● **Excerpted text**
There was little girl who attended my school named Mona and for some reason it’d been decided that she had germs. This meant every day when you went to school you had to be careful where you stood. The first person Mona touched in the morning was the one who started the day with “Mona Germs.” They would have those germs until they were able to touch someone else and pass off the dreaded disease to someone else.

As bad as it was to have “Mona Germs” during the day, what nobody wanted was to be the one that had to go home “diseased” because they were last touched. Mona reacted the way most would. She became angry and frustrated.

After a year or so Mona moved away and as I grew older I began to realize how I must’ve made this little girl feel. Now I wasn’t the one who came up with the game, but I didn’t stand up to end it either. I simply went along with the rest, spreading “Mona Germs,” never thinking of the ramifications; never thinking of how it would make Mona feel. Disappointed at how I had acted I tried hard to remember to treat people better.

When I was about 11 years old I met a man who is a great example to me of treating people better. His name was Charlie. Charlie and his wife were a younger couple that lived nearby.

I loved Charlie. I used to ride my bike over to his house and laugh and joke with him as he would always have some story to entertain me with. Sometimes he would pick me up and take me to get an ice cream at the local drive-thru. Charlie took a special interest in me and there wasn’t much I wasn’t willing to do in return.

A few months into building this relationship with Charlie he asked me if I would do them a favor. I answered yes before I even knew what he needed. I couldn’t think of something he would ask of me that I wouldn’t be willing to do.

He told me that his daughter from a previous marriage was coming into town and wondered if I’d be willing to show her around. When you’re 11 years old showing someone around town means taking them to the arcade and for a Slurpee at the local 7-Eleven. But this was Charlie and if his daughter was coming to town I would do my best to show her a good time–even if it meant fronting her some quarters to play Asteroids.

He told me when she would be in town and mentioned how grateful he was for my help. Things had been little difficult for his daughter when she was little because of the family dynamic and a great experience in Boise could make a big impact.

I was excited for this opportunity to help and over the next couple of weeks thought of any way I could make Charlies daughter’s experience in my hometown a memorable one. I wanted to see if I could make his daughter feel is good as Charlie had made me feel.

A day or so before she came to town Charlie stopped by to make sure I was still on to help out. I told him I was and that in fact I had been thinking about it since he first brought it up. He turned to me and said, “Great! I know you and Mona will have a great time.”

My heart stopped. As my brain worked to put two and two together I realized that Mona from the first grade and my friend Charlie had the same last name. Mona of “Mona Germs” was Charlie’s daughter. My face flushed beet read. I was so embarrassed of the way I had treated my friend’s daughter.

Luckily, when Mona arrived she had no memory of me. I worked the entire weekend to pay off the horrible things I had said as a first grader. I learned that day of the cost of treating someone poorly. I learned that day that everyone is somebody’s someone.

Conversely, I spent the week directly before I broke my neck at football camp at BYU. In that July of 1986 I had preceded my family to Utah by a week. I was to spend that week at Camp and at its end my family would drive down from Boise, pick me up and we would head to Lake Powell for week of waterskiing.

In the first hours of my football camp I met Roger French. Coach French was over the offensive linemen at BYU and so as an offensive lineman I fell under his direction at Camp. That summer my friends and I had decided to get real live Naval “high and tight” flat top haircuts. I suppose it was a natural extension for him to nickname me “Navy.”

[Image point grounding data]
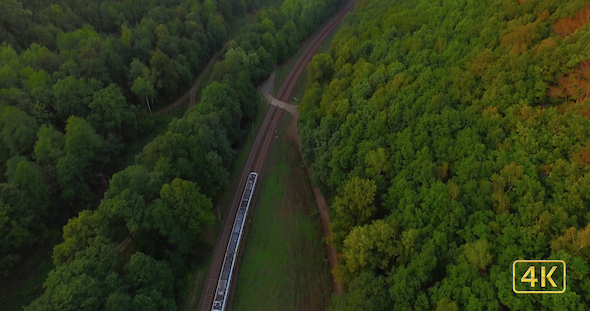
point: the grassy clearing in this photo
(26, 281)
(283, 266)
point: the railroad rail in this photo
(256, 161)
(225, 279)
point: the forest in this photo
(78, 83)
(452, 138)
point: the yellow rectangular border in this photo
(534, 291)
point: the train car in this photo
(229, 261)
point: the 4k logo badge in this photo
(538, 276)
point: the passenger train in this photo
(225, 278)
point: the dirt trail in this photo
(284, 93)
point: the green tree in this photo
(354, 207)
(109, 113)
(192, 211)
(49, 147)
(18, 131)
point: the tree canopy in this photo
(452, 137)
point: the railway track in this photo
(258, 153)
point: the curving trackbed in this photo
(257, 159)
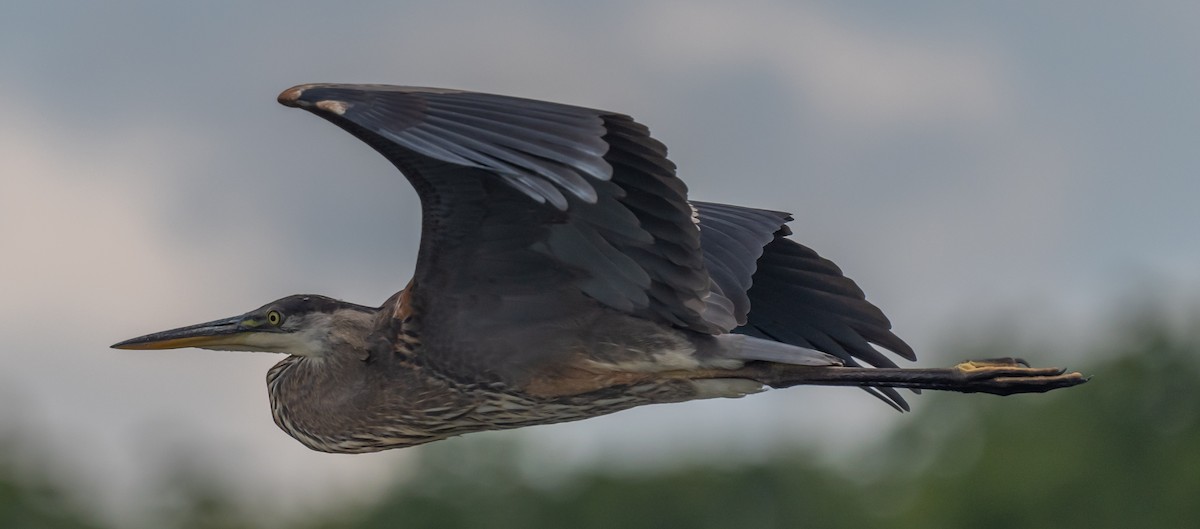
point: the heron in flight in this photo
(562, 275)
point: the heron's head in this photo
(304, 325)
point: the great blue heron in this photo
(562, 275)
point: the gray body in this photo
(563, 274)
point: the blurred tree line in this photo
(1120, 451)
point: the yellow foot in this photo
(1013, 376)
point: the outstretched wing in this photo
(785, 292)
(534, 215)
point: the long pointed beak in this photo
(222, 332)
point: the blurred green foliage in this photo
(1120, 451)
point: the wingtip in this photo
(291, 97)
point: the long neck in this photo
(318, 397)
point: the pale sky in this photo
(1029, 163)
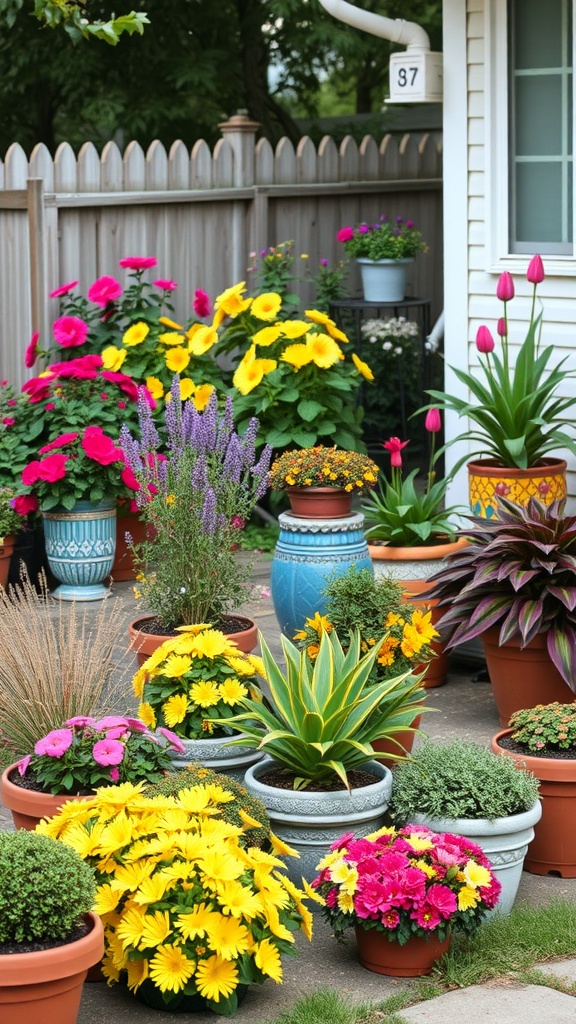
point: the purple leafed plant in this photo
(519, 573)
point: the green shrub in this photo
(45, 888)
(459, 780)
(197, 774)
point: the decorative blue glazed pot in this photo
(80, 547)
(306, 553)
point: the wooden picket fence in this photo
(201, 213)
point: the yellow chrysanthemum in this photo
(362, 368)
(135, 334)
(266, 306)
(113, 357)
(215, 977)
(266, 957)
(170, 969)
(177, 359)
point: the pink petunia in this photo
(108, 752)
(105, 291)
(54, 743)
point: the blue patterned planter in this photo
(306, 553)
(80, 547)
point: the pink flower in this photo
(105, 291)
(31, 353)
(505, 287)
(137, 262)
(201, 303)
(55, 743)
(484, 340)
(63, 290)
(23, 504)
(108, 752)
(433, 422)
(395, 445)
(58, 442)
(70, 331)
(535, 272)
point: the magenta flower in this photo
(63, 290)
(105, 290)
(202, 303)
(535, 272)
(108, 752)
(70, 331)
(484, 340)
(55, 742)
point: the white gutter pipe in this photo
(396, 30)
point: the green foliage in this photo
(323, 717)
(460, 780)
(545, 727)
(242, 804)
(45, 888)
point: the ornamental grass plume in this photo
(189, 907)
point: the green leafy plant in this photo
(517, 414)
(401, 514)
(517, 572)
(459, 780)
(322, 716)
(384, 240)
(545, 727)
(45, 888)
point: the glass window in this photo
(540, 90)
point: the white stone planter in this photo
(504, 842)
(311, 821)
(218, 755)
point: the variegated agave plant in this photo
(518, 572)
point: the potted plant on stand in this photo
(410, 531)
(196, 492)
(49, 936)
(384, 251)
(405, 891)
(464, 788)
(513, 587)
(193, 684)
(517, 415)
(318, 728)
(542, 739)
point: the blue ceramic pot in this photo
(80, 547)
(306, 553)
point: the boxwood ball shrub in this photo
(45, 888)
(459, 780)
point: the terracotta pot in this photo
(552, 850)
(28, 806)
(376, 952)
(413, 566)
(6, 549)
(522, 677)
(146, 643)
(46, 986)
(488, 481)
(320, 503)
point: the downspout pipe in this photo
(396, 30)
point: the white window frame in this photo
(497, 152)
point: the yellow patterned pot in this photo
(488, 481)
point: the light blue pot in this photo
(80, 547)
(306, 553)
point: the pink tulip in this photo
(535, 272)
(505, 287)
(433, 422)
(484, 340)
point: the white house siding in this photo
(475, 202)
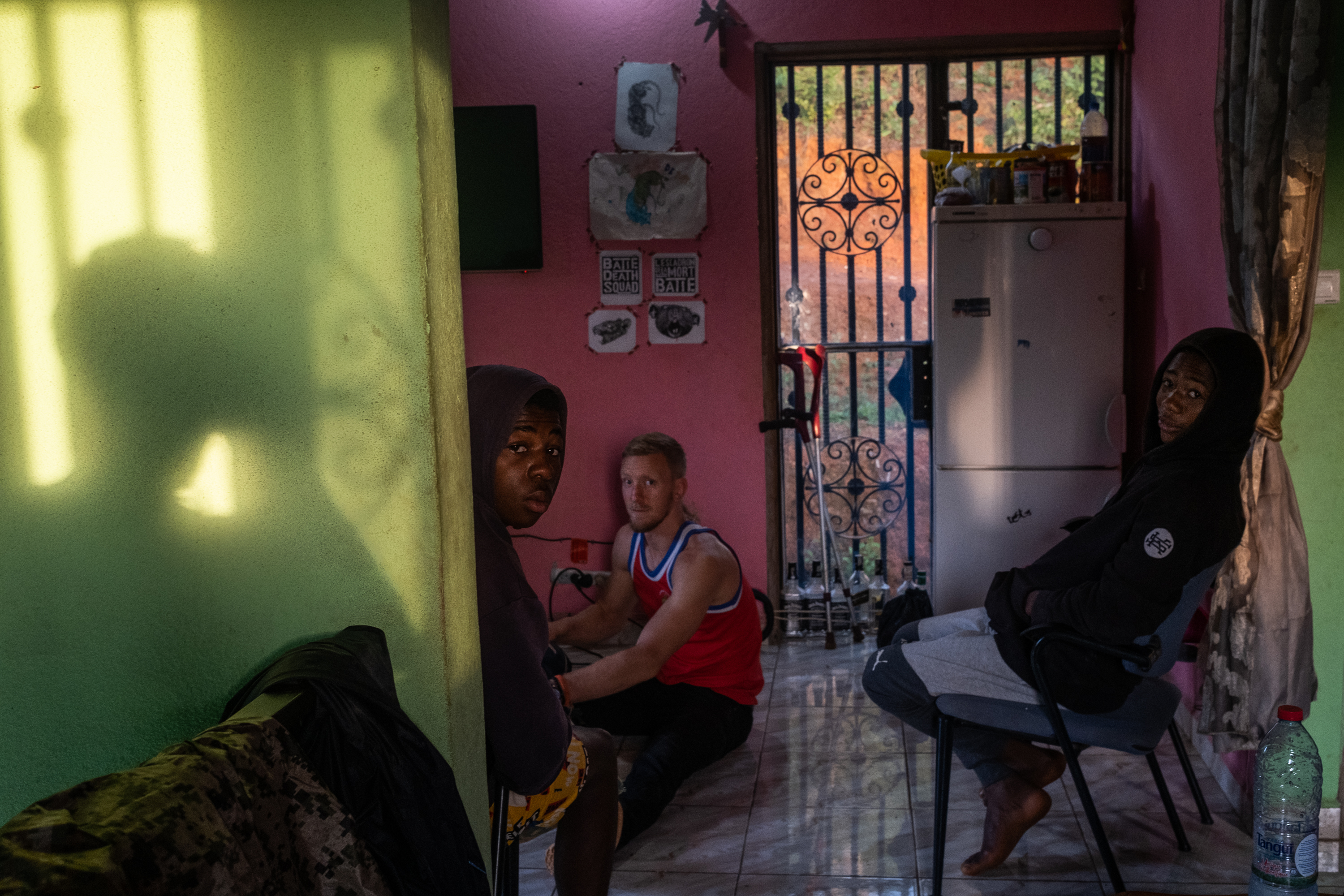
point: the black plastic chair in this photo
(1137, 727)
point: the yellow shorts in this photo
(530, 817)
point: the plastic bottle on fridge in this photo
(1287, 809)
(1094, 134)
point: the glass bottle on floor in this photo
(859, 593)
(791, 602)
(878, 589)
(812, 597)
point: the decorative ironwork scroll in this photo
(850, 202)
(865, 482)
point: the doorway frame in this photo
(937, 53)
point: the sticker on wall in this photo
(646, 107)
(612, 330)
(676, 323)
(647, 195)
(620, 273)
(676, 275)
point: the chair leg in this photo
(1182, 844)
(1195, 790)
(941, 789)
(500, 848)
(1108, 859)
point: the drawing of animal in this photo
(643, 117)
(612, 330)
(674, 322)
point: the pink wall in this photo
(1175, 244)
(562, 56)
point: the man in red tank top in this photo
(691, 680)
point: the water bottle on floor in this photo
(1288, 808)
(791, 601)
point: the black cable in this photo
(550, 598)
(538, 538)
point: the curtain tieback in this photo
(1271, 422)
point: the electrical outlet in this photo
(570, 575)
(1328, 287)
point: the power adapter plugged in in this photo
(569, 575)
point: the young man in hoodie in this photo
(1113, 579)
(560, 775)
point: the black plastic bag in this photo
(385, 771)
(909, 606)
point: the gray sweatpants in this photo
(953, 653)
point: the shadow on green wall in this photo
(215, 432)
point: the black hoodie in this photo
(526, 727)
(1121, 574)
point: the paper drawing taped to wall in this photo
(611, 330)
(676, 323)
(647, 195)
(646, 107)
(620, 277)
(676, 275)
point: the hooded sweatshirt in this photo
(526, 727)
(1121, 574)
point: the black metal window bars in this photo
(853, 202)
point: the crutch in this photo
(808, 425)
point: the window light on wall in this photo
(115, 124)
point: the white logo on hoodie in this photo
(1159, 543)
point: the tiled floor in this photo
(830, 796)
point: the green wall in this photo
(217, 424)
(1314, 444)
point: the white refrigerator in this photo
(1029, 412)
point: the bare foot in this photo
(1014, 806)
(1035, 765)
(1038, 766)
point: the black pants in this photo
(894, 685)
(687, 727)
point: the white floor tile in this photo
(823, 840)
(964, 792)
(729, 782)
(820, 886)
(689, 839)
(834, 731)
(980, 887)
(1054, 849)
(820, 780)
(658, 883)
(535, 882)
(1147, 855)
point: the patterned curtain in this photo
(1271, 121)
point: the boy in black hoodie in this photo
(1115, 579)
(560, 775)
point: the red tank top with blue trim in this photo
(724, 655)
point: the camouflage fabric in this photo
(234, 810)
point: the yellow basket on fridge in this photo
(940, 159)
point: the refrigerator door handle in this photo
(1116, 424)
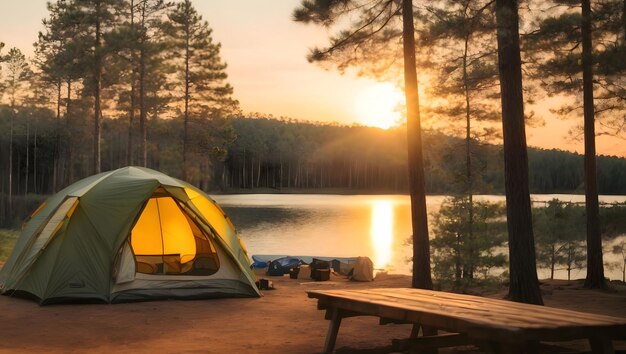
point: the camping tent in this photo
(128, 234)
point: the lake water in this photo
(377, 226)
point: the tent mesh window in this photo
(165, 240)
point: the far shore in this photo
(284, 320)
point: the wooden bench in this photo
(499, 326)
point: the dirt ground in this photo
(283, 321)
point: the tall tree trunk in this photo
(131, 112)
(35, 159)
(419, 219)
(595, 265)
(624, 21)
(142, 90)
(11, 161)
(27, 156)
(524, 285)
(187, 87)
(97, 88)
(469, 271)
(57, 144)
(68, 126)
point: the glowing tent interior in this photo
(129, 234)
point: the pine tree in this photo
(524, 284)
(203, 73)
(17, 76)
(150, 56)
(368, 43)
(94, 20)
(565, 49)
(462, 34)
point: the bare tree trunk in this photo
(421, 248)
(131, 111)
(469, 271)
(57, 145)
(524, 285)
(142, 91)
(595, 264)
(187, 93)
(27, 156)
(35, 160)
(11, 161)
(97, 88)
(70, 150)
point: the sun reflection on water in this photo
(381, 232)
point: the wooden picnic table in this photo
(500, 326)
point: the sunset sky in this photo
(266, 53)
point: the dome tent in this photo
(124, 235)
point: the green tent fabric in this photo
(84, 244)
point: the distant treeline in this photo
(279, 154)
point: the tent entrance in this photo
(165, 240)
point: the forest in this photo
(142, 82)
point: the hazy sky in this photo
(266, 55)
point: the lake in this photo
(377, 226)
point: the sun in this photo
(379, 105)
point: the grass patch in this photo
(7, 241)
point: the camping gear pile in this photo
(124, 235)
(315, 268)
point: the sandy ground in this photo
(283, 321)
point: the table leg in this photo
(601, 345)
(333, 330)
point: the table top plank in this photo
(466, 313)
(498, 307)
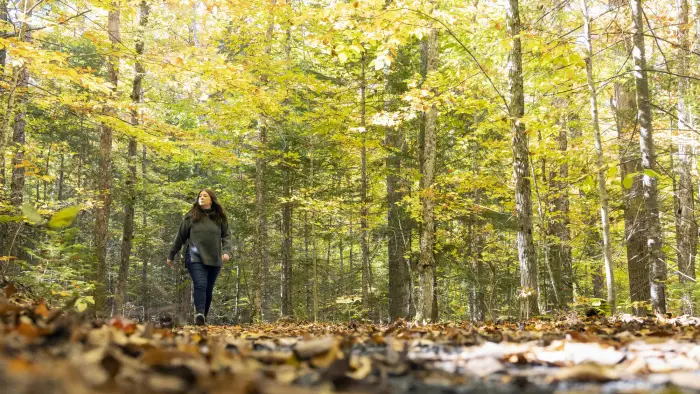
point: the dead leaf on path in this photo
(687, 380)
(585, 373)
(360, 367)
(324, 360)
(483, 367)
(314, 347)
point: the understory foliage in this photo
(312, 122)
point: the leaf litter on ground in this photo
(46, 350)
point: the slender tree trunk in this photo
(105, 168)
(397, 225)
(312, 236)
(260, 306)
(261, 303)
(364, 242)
(687, 228)
(61, 174)
(523, 198)
(657, 261)
(624, 105)
(144, 249)
(19, 138)
(426, 263)
(287, 245)
(4, 18)
(130, 205)
(560, 251)
(604, 214)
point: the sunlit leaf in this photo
(31, 214)
(64, 217)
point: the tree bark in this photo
(523, 198)
(19, 138)
(287, 245)
(364, 241)
(686, 226)
(105, 167)
(602, 190)
(397, 223)
(130, 205)
(656, 259)
(426, 263)
(260, 307)
(145, 295)
(560, 251)
(624, 105)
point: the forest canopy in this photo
(430, 160)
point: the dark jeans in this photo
(203, 278)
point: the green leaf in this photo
(64, 217)
(629, 179)
(81, 305)
(31, 214)
(651, 173)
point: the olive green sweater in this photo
(210, 238)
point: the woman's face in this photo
(204, 200)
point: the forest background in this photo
(429, 160)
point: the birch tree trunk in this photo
(426, 262)
(364, 241)
(602, 190)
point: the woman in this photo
(204, 232)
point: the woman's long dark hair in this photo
(217, 213)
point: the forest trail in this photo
(49, 351)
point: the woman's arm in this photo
(183, 233)
(226, 245)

● **Required action 1**
In the essay about Mona above, set down the passage word for word, beginning at the words "When I was about" and stopping after the words "willing to do.".
● **Required action 2**
How would you translate the sentence "Charlie and his wife were a younger couple that lived nearby." from the essay about Mona above into Spanish?
● **Required action 3**
Answer these questions from the essay about Mona above:
(a) About how old was the writer upon meeting Charlie?
(b) At which school was the football camp held?
(c) What nickname did Coach French give the writer?

● **Expected output 1**
When I was about 11 years old I met a man who is a great example to me of treating people better. His name was Charlie. Charlie and his wife were a younger couple that lived nearby.

I loved Charlie. I used to ride my bike over to his house and laugh and joke with him as he would always have some story to entertain me with. Sometimes he would pick me up and take me to get an ice cream at the local drive-thru. Charlie took a special interest in me and there wasn’t much I wasn’t willing to do in return.

A few months into building this relationship with Charlie he asked me if I would do them a favor. I answered yes before I even knew what he needed. I couldn’t think of something he would ask of me that I wouldn’t be willing to do.

● **Expected output 2**
Charlie y su esposa eran una pareja más joven que vivía cerca.

● **Expected output 3**
(a) About 11 years old.
(b) BYU.
(c) "Navy."